To be done: State only the number of lines in the records below that contain the string "roof".

Available data:
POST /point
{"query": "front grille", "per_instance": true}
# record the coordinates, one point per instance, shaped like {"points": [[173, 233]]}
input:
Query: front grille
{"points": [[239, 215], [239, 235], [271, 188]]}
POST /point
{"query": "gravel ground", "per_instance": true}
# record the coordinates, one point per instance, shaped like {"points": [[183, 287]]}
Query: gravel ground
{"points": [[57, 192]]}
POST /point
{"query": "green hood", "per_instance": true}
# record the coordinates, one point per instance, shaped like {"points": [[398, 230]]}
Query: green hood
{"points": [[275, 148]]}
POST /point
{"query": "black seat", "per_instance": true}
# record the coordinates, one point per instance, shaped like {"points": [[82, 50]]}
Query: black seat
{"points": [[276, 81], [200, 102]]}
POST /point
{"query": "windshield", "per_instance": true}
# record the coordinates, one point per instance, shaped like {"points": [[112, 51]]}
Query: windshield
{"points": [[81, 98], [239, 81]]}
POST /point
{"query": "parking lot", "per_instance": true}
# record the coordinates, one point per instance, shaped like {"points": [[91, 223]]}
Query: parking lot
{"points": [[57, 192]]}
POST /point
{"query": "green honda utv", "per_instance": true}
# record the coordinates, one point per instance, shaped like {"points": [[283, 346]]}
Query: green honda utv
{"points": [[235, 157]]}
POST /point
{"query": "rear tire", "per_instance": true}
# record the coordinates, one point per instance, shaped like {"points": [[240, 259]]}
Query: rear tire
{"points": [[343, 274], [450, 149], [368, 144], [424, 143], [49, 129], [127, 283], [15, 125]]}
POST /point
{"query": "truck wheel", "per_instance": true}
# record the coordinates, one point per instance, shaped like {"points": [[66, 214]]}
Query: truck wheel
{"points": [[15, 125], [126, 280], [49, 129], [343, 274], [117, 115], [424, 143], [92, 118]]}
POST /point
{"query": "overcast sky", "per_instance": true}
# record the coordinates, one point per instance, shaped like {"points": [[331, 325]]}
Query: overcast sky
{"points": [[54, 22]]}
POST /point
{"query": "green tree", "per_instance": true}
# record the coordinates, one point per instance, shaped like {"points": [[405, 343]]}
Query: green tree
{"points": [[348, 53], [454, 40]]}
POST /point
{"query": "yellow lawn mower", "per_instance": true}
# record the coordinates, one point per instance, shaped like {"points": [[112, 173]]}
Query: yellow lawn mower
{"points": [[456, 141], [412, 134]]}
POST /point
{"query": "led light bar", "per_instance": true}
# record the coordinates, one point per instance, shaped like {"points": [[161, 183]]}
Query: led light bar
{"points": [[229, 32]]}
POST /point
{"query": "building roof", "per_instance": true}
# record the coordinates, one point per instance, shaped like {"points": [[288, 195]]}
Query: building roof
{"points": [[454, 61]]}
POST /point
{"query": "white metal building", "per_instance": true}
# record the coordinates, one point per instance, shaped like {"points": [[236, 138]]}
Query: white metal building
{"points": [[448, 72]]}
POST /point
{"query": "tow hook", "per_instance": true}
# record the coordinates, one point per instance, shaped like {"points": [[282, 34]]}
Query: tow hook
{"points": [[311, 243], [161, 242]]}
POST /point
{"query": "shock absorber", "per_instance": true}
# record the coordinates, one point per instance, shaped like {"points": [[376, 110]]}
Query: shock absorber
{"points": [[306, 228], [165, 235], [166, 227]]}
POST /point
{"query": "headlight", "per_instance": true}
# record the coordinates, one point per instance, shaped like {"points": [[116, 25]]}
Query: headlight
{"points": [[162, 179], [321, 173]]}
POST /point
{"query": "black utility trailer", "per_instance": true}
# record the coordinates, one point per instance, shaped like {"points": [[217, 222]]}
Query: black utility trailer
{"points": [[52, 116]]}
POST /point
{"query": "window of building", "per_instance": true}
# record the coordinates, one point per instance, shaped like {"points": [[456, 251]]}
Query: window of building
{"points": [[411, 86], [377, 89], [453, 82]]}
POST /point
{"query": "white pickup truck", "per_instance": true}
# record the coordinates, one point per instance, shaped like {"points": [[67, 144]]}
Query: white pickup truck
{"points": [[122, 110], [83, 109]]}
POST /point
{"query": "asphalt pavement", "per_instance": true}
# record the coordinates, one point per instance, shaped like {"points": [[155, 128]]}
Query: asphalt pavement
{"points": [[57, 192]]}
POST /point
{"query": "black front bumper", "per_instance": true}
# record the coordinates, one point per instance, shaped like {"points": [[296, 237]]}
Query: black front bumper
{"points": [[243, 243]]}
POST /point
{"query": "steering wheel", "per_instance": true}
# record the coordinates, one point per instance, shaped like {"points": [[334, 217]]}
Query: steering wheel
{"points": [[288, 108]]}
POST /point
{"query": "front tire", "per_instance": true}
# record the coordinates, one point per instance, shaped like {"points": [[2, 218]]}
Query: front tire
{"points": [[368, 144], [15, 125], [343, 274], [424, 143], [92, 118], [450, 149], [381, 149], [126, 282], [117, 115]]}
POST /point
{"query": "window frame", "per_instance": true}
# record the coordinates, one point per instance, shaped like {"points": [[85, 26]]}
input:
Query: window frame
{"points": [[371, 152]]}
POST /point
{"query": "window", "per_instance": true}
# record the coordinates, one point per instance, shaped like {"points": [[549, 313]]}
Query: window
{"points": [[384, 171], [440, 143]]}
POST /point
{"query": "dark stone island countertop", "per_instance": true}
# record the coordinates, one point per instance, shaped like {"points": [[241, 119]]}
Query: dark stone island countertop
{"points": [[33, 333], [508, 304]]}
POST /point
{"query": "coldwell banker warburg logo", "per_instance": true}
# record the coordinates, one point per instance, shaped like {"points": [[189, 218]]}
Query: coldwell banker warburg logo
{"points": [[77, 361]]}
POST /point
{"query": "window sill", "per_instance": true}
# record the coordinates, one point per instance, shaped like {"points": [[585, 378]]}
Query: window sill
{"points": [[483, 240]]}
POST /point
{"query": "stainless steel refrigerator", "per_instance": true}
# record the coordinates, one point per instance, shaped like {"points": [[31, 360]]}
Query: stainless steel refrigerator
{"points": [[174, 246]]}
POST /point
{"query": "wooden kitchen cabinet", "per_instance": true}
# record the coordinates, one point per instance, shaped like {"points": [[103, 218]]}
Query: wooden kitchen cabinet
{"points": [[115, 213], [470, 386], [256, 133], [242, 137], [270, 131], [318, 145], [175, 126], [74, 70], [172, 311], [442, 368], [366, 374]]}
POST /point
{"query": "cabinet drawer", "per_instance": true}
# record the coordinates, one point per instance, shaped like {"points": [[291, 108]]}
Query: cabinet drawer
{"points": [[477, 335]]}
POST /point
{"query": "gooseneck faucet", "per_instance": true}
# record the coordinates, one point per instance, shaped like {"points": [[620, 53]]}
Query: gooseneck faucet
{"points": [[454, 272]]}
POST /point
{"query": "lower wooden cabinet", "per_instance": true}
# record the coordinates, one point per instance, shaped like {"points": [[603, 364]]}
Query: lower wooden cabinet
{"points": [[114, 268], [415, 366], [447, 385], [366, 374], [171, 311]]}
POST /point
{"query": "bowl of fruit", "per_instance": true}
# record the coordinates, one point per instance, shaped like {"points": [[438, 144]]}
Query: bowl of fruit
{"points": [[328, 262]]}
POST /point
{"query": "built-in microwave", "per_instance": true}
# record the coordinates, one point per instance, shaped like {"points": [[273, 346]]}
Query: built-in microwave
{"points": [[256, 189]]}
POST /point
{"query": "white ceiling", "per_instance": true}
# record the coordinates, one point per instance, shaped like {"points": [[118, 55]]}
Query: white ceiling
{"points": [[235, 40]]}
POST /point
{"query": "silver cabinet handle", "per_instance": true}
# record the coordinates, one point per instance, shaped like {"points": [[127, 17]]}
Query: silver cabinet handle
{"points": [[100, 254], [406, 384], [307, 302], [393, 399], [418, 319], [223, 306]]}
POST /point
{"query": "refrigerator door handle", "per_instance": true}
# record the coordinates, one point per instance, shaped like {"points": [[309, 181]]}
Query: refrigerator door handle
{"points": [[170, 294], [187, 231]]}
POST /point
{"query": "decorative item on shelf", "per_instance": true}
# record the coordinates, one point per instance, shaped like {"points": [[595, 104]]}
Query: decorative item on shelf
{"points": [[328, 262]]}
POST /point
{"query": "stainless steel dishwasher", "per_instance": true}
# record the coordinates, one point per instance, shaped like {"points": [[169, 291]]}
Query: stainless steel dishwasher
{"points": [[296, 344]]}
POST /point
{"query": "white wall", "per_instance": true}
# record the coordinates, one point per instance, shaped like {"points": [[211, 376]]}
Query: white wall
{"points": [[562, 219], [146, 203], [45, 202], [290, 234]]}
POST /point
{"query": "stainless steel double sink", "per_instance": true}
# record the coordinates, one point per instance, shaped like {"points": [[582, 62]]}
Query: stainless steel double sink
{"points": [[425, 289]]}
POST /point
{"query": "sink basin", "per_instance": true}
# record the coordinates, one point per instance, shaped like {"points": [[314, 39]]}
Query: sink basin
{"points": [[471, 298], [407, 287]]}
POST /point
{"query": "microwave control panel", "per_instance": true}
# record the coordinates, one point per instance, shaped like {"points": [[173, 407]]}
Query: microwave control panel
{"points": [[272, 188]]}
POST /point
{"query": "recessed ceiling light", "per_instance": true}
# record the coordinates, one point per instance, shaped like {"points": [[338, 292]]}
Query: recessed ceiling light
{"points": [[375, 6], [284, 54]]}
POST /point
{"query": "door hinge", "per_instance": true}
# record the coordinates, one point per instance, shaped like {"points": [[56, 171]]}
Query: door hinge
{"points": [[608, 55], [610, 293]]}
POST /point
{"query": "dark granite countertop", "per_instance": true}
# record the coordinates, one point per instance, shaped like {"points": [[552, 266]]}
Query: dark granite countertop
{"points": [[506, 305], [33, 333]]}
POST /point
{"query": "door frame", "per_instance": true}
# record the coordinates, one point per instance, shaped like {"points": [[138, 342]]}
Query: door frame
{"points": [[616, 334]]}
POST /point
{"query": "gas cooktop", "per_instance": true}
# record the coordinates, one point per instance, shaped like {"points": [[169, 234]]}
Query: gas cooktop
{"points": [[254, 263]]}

Task output: 2